Short problem — Collect every line in the records below that contains the string "target", matching case exactly.

Input data —
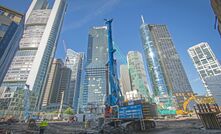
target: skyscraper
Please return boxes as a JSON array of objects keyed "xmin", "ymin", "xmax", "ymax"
...
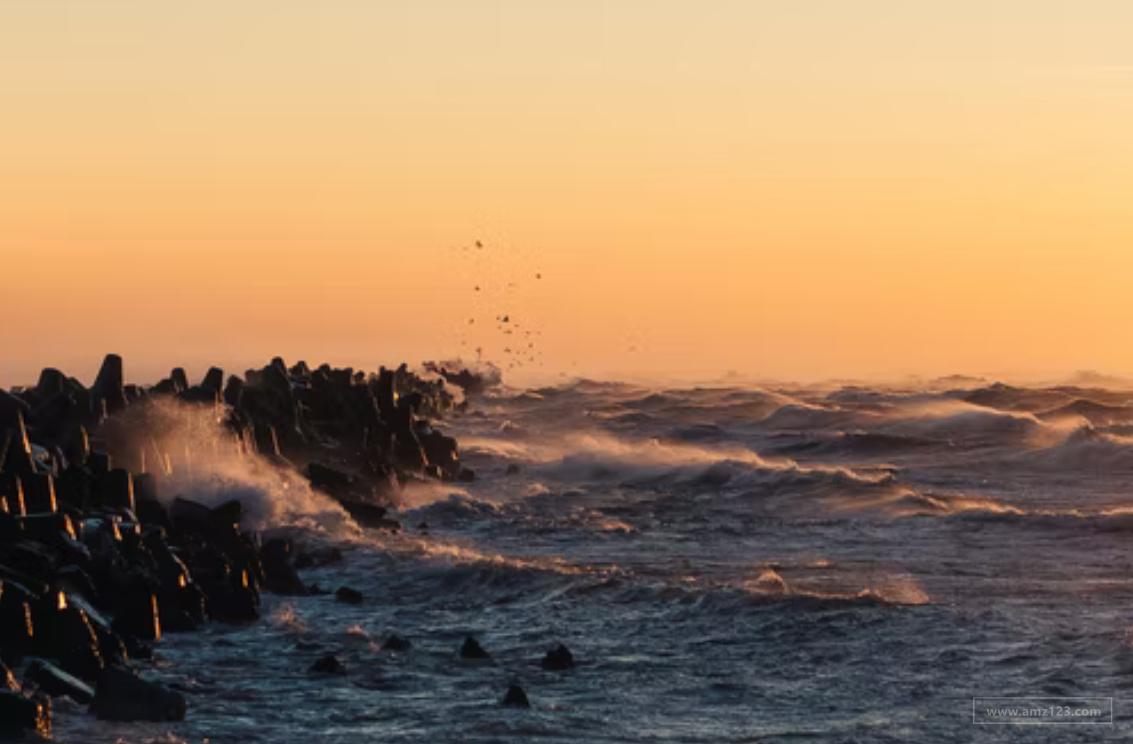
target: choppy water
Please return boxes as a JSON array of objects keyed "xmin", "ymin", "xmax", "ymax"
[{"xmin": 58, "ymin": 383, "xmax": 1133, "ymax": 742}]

Solution for this exercise —
target: skyscraper
target: choppy water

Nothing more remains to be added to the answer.